(Saved entries)
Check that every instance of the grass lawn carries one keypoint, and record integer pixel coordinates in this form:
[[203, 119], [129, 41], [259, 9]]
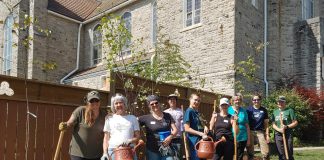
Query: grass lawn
[[316, 154]]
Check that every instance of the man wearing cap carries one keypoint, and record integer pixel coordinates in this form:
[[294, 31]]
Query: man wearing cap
[[87, 123], [259, 127], [177, 115], [289, 121]]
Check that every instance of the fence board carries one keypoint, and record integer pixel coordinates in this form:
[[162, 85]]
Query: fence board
[[21, 126], [11, 131], [3, 130], [40, 131]]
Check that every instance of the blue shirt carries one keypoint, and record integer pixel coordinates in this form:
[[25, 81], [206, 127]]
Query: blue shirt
[[192, 118], [242, 120], [257, 117]]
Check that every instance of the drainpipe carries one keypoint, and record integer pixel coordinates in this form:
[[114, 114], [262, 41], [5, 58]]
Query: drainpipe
[[265, 48], [78, 57]]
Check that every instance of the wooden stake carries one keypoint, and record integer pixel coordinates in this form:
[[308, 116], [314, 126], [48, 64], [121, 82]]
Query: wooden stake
[[59, 145]]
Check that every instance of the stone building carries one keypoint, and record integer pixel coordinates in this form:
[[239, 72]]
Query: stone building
[[213, 35]]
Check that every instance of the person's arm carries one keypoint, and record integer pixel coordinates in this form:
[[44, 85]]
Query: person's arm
[[212, 121], [192, 131], [105, 143], [174, 132], [248, 133], [266, 127]]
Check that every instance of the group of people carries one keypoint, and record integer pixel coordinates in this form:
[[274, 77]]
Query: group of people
[[96, 135]]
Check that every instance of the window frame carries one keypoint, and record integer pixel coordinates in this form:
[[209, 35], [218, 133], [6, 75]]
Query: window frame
[[94, 44], [305, 9], [193, 13], [7, 45]]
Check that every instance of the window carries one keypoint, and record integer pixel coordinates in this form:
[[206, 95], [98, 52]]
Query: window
[[255, 3], [97, 46], [127, 17], [7, 49], [192, 9], [154, 23], [307, 9]]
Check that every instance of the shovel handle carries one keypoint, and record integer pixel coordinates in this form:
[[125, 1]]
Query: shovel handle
[[59, 145]]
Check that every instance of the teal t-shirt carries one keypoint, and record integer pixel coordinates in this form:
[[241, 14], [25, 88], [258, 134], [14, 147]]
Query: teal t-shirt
[[288, 116], [242, 120]]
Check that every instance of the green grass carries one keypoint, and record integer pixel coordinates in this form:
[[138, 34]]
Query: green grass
[[317, 154]]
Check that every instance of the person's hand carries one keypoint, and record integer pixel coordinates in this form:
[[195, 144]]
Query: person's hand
[[167, 141], [104, 157], [267, 138], [206, 130], [63, 126]]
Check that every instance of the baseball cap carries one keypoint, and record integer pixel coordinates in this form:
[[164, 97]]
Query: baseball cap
[[223, 101], [93, 95]]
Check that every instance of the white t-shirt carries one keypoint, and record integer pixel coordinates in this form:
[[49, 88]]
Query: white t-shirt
[[120, 128], [177, 116]]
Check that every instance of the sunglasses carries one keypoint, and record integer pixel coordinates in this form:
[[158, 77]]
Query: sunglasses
[[156, 103], [94, 101]]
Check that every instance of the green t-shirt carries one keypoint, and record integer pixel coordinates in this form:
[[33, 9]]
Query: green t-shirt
[[287, 117], [87, 140]]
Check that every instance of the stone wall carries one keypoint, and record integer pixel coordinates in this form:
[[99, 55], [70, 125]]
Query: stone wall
[[249, 33]]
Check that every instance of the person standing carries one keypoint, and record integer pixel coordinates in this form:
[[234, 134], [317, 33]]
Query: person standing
[[120, 128], [158, 123], [177, 116], [222, 124], [259, 127], [289, 122], [243, 137], [87, 122], [193, 125]]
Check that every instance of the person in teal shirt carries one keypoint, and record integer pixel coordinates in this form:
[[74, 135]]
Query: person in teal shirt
[[289, 121], [243, 137]]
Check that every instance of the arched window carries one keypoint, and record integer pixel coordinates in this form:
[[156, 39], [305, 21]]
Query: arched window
[[127, 18], [97, 45], [7, 49], [154, 23]]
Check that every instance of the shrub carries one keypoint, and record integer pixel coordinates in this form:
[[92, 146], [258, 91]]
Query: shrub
[[294, 101]]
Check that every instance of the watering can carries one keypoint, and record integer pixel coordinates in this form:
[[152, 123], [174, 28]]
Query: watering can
[[206, 148]]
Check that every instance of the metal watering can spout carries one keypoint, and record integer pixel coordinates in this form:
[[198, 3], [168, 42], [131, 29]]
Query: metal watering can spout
[[223, 139]]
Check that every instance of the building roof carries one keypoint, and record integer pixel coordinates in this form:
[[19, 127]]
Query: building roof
[[81, 9]]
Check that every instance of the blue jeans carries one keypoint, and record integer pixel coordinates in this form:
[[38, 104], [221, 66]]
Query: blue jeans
[[156, 156], [112, 154]]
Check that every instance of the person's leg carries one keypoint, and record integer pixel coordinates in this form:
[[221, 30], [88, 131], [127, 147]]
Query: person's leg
[[228, 150], [75, 157], [279, 145], [290, 146], [152, 155], [250, 149], [264, 147], [240, 149]]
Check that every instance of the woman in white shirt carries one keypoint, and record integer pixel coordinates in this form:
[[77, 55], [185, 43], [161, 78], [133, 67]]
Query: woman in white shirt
[[120, 128]]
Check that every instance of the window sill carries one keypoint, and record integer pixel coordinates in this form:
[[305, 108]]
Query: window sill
[[191, 27]]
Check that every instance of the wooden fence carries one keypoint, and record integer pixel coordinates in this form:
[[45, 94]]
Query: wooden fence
[[52, 104]]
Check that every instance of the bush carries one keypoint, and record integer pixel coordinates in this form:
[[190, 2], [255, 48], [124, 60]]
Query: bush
[[294, 101]]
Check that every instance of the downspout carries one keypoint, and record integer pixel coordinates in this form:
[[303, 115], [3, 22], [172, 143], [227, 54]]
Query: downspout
[[265, 48], [78, 57]]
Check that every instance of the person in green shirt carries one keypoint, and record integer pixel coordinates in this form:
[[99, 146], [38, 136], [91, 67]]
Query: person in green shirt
[[289, 121]]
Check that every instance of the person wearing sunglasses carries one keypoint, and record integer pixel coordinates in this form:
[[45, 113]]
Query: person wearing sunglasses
[[243, 137], [87, 123], [160, 129], [120, 128], [259, 127], [193, 125]]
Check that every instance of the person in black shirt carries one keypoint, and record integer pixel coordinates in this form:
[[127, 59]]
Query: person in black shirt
[[222, 123], [156, 123]]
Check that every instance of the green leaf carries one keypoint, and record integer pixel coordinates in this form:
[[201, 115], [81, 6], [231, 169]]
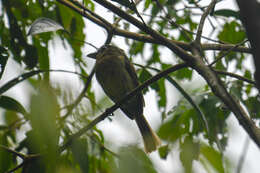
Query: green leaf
[[189, 152], [164, 151], [11, 104], [79, 151], [134, 160], [17, 80], [232, 33], [43, 116], [227, 13], [213, 157], [5, 156]]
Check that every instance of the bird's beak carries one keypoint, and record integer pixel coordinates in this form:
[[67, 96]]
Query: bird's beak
[[92, 55]]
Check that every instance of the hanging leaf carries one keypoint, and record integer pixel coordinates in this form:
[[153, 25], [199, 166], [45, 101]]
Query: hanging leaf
[[42, 25]]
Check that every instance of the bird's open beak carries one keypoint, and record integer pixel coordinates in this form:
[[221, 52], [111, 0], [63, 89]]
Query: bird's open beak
[[92, 55]]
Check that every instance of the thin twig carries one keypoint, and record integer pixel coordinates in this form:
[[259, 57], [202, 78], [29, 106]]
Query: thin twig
[[226, 53], [202, 21]]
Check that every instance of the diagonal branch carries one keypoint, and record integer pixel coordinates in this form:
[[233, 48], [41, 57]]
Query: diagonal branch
[[202, 21]]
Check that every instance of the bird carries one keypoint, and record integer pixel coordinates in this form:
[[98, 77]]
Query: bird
[[117, 76]]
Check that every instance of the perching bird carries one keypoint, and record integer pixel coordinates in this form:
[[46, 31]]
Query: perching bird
[[117, 76]]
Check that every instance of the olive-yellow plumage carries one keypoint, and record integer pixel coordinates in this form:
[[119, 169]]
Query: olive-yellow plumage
[[117, 77]]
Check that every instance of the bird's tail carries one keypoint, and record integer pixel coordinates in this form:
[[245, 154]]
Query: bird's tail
[[151, 140]]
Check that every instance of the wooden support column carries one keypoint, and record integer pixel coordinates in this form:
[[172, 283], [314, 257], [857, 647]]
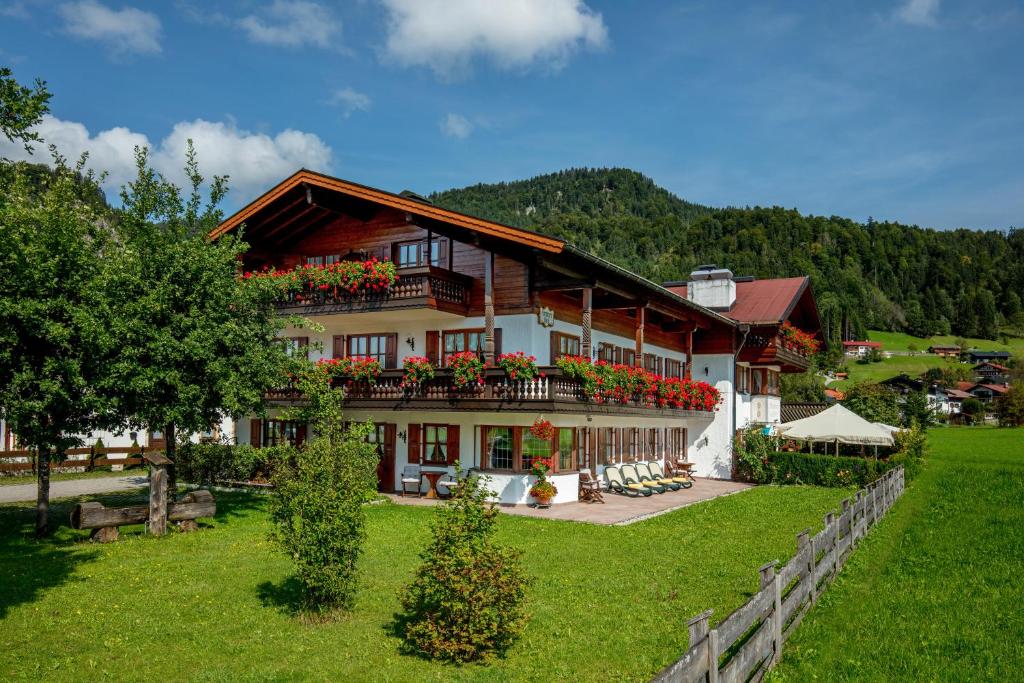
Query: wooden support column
[[689, 355], [588, 314], [488, 308], [641, 314], [158, 493]]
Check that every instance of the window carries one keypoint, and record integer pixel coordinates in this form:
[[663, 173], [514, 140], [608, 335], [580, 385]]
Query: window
[[566, 449], [435, 444], [411, 254], [563, 344], [457, 341], [381, 347], [499, 447], [323, 260], [283, 432]]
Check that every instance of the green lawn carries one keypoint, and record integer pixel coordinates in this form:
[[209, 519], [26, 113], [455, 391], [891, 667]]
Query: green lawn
[[897, 341], [936, 591], [608, 602]]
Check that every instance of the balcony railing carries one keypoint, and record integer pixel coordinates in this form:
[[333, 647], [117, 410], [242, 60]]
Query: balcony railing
[[420, 287], [552, 392]]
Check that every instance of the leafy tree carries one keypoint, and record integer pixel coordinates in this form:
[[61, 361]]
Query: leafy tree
[[802, 388], [1010, 408], [466, 601], [22, 108], [51, 247], [193, 344], [872, 401]]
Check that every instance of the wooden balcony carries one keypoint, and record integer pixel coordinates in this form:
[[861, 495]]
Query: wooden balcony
[[552, 393], [423, 287], [777, 350]]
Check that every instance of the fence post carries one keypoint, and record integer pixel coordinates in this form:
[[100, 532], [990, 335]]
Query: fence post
[[713, 655]]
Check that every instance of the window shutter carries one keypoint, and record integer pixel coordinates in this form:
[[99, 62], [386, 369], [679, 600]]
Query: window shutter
[[255, 432], [453, 444], [434, 347], [391, 350], [415, 447]]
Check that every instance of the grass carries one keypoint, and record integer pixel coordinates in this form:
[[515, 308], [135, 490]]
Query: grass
[[935, 592], [898, 341], [68, 476], [607, 602]]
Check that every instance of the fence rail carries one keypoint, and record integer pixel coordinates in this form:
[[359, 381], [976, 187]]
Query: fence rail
[[745, 644], [19, 461]]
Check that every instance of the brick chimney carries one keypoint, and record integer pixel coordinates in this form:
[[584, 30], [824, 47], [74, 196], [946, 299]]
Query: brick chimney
[[712, 287]]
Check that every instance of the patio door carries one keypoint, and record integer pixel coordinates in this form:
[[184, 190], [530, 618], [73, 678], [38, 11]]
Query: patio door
[[383, 435]]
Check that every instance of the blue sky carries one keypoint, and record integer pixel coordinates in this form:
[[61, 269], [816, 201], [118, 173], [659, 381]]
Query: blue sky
[[903, 110]]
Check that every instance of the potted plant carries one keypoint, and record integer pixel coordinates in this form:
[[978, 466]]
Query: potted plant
[[542, 491]]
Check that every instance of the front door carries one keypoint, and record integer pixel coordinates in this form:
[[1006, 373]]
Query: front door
[[383, 436]]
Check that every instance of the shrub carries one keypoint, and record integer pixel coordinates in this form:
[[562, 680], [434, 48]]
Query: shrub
[[466, 601], [318, 514], [816, 470], [213, 463]]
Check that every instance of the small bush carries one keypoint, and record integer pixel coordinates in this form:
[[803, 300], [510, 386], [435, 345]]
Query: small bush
[[214, 463], [466, 602], [317, 511]]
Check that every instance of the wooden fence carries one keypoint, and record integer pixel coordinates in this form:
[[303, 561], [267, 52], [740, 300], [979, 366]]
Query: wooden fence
[[748, 642], [17, 462]]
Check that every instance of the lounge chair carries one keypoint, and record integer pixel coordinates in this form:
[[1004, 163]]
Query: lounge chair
[[412, 476], [683, 481], [631, 473], [590, 488], [613, 477], [646, 471]]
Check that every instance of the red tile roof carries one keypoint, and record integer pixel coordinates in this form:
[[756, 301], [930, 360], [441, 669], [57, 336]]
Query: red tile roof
[[761, 300]]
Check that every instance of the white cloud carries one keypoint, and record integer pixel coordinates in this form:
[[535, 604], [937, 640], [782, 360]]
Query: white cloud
[[254, 161], [456, 125], [127, 30], [445, 35], [919, 12], [350, 100], [292, 24]]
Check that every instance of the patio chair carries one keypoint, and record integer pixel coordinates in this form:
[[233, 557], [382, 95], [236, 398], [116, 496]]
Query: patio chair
[[682, 481], [412, 476], [450, 482], [632, 473], [613, 477], [646, 471], [590, 487]]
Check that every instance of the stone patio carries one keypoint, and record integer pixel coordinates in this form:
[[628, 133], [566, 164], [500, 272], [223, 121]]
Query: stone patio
[[615, 509]]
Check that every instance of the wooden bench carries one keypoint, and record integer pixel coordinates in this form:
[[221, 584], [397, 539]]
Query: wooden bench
[[104, 521]]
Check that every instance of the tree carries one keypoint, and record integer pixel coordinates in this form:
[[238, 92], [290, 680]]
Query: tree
[[194, 344], [51, 248], [803, 388], [466, 601], [22, 108], [1010, 407], [873, 402]]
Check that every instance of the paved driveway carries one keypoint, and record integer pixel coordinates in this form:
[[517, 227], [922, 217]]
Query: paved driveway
[[69, 488]]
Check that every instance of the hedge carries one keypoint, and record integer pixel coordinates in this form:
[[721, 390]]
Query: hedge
[[212, 463], [825, 470]]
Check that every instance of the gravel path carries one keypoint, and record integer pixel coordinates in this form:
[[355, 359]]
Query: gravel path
[[70, 488]]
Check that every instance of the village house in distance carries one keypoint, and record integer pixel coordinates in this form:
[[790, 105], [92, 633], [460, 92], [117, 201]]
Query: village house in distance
[[469, 285]]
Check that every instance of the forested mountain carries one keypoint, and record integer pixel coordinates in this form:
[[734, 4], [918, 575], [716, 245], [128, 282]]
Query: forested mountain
[[866, 275]]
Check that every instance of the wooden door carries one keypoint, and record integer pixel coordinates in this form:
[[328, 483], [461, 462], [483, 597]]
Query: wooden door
[[384, 436]]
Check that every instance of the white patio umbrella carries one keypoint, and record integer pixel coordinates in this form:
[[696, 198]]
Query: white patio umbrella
[[837, 425]]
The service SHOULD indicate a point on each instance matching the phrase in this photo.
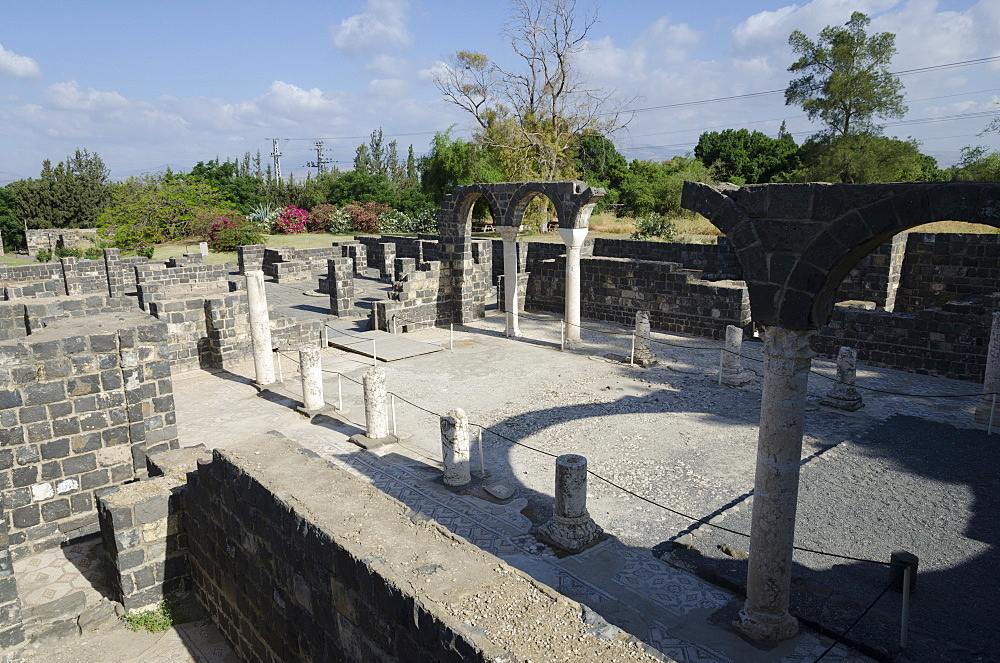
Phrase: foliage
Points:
(845, 82)
(67, 252)
(148, 210)
(159, 619)
(291, 221)
(649, 226)
(865, 159)
(229, 232)
(530, 118)
(978, 164)
(744, 157)
(656, 187)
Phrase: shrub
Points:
(654, 225)
(321, 216)
(67, 252)
(291, 221)
(228, 232)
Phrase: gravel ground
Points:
(902, 473)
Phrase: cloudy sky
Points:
(147, 85)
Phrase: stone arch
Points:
(797, 242)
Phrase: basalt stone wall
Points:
(950, 341)
(81, 404)
(287, 561)
(942, 267)
(613, 289)
(717, 261)
(53, 238)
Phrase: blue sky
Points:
(147, 85)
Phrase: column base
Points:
(571, 534)
(764, 627)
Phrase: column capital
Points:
(573, 237)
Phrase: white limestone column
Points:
(991, 380)
(376, 404)
(311, 369)
(455, 448)
(509, 236)
(787, 358)
(573, 238)
(644, 355)
(733, 374)
(260, 328)
(571, 527)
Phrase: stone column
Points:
(509, 236)
(455, 448)
(843, 395)
(787, 358)
(376, 404)
(311, 369)
(644, 355)
(573, 238)
(991, 380)
(260, 328)
(733, 374)
(571, 528)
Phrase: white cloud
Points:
(18, 66)
(382, 26)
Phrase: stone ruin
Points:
(88, 349)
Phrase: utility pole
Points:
(276, 153)
(320, 163)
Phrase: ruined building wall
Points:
(613, 289)
(81, 403)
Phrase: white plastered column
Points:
(787, 357)
(509, 236)
(260, 328)
(573, 239)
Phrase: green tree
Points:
(845, 82)
(148, 210)
(533, 115)
(744, 157)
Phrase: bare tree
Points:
(533, 116)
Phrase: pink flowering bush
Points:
(228, 232)
(291, 221)
(365, 216)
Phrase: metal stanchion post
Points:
(904, 619)
(482, 467)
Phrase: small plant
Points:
(654, 225)
(229, 232)
(291, 221)
(162, 617)
(67, 252)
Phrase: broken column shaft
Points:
(787, 357)
(376, 404)
(573, 238)
(455, 448)
(509, 236)
(260, 328)
(571, 528)
(311, 369)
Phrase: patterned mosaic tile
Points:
(670, 588)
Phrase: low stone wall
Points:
(81, 403)
(613, 289)
(285, 563)
(950, 341)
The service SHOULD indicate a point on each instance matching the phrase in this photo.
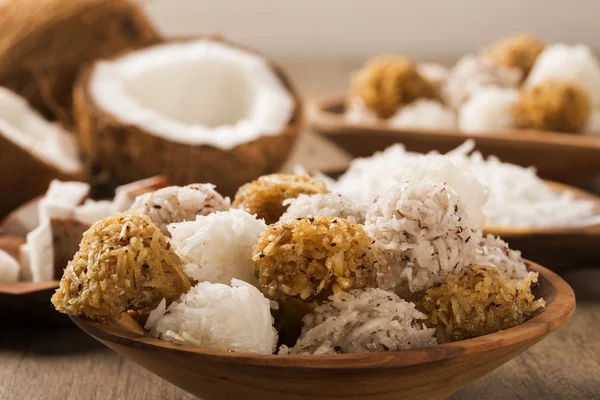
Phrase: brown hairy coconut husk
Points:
(33, 152)
(45, 43)
(121, 152)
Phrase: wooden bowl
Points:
(432, 373)
(567, 158)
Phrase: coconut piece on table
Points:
(33, 152)
(206, 110)
(45, 44)
(220, 244)
(9, 267)
(215, 315)
(125, 194)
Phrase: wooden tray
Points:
(572, 159)
(428, 373)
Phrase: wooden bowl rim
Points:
(557, 312)
(329, 123)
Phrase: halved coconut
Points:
(33, 152)
(45, 43)
(202, 110)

Objective:
Will you quote the data from the line containing "Phrase: stone arch" through the end, with both ends included and the pictures left out?

Output below:
Phrase: stone arch
Points:
(797, 242)
Phrase: basalt stone wall
Points:
(950, 341)
(81, 404)
(287, 561)
(942, 267)
(613, 289)
(717, 261)
(53, 238)
Phrase: blue sky
Points:
(147, 85)
Phrase: column base
Points:
(571, 534)
(764, 627)
Phrase: column capital
Points:
(573, 237)
Phrase: white limestone column
Points:
(991, 380)
(376, 404)
(311, 369)
(455, 448)
(509, 236)
(787, 358)
(573, 238)
(644, 355)
(733, 374)
(260, 328)
(571, 527)
Phrase: stone column
Points:
(509, 236)
(455, 448)
(843, 395)
(787, 358)
(376, 404)
(311, 369)
(644, 355)
(573, 238)
(991, 380)
(260, 328)
(733, 374)
(571, 528)
Phrase: white cloud
Points:
(18, 66)
(382, 26)
Phrase: stone ruin
Points:
(88, 349)
Phrase: utility pole
Points:
(276, 153)
(320, 163)
Phrase: ruined building wall
Points:
(613, 289)
(81, 403)
Phrase: white plastered column
Points:
(787, 357)
(509, 236)
(260, 328)
(573, 239)
Phrase: green tree
Points:
(845, 82)
(148, 210)
(533, 115)
(744, 157)
Phrase: bare tree
Points:
(533, 116)
Phrase: pink flowering bush
Points:
(228, 232)
(291, 221)
(365, 216)
Phrase: metal stanchion post
Points:
(904, 619)
(482, 467)
Phrase: small plant
Points:
(654, 225)
(229, 232)
(291, 221)
(162, 617)
(67, 252)
Phrase: broken column shaft
Points:
(787, 357)
(376, 404)
(573, 238)
(455, 448)
(509, 236)
(260, 328)
(571, 528)
(311, 369)
Phrase: patterned mosaic tile
Points:
(670, 588)
Phrase: low stone wall
Points:
(81, 403)
(613, 289)
(285, 563)
(950, 341)
The service SHOULD indicate a point on each instance matching the phrase in this photo.
Phrase: brown hairy coconut husk
Points:
(33, 152)
(45, 43)
(121, 152)
Phrase: wooden bowl
Points:
(432, 373)
(567, 158)
Phrase: coconut piece on table
Points:
(33, 152)
(206, 110)
(45, 44)
(220, 244)
(9, 267)
(215, 315)
(125, 194)
Phrase: wooden tray
Points:
(572, 159)
(428, 373)
Phrase: wooden bowl rim
Points:
(557, 312)
(329, 123)
Phrase: halved coconut
Points:
(33, 152)
(45, 43)
(202, 110)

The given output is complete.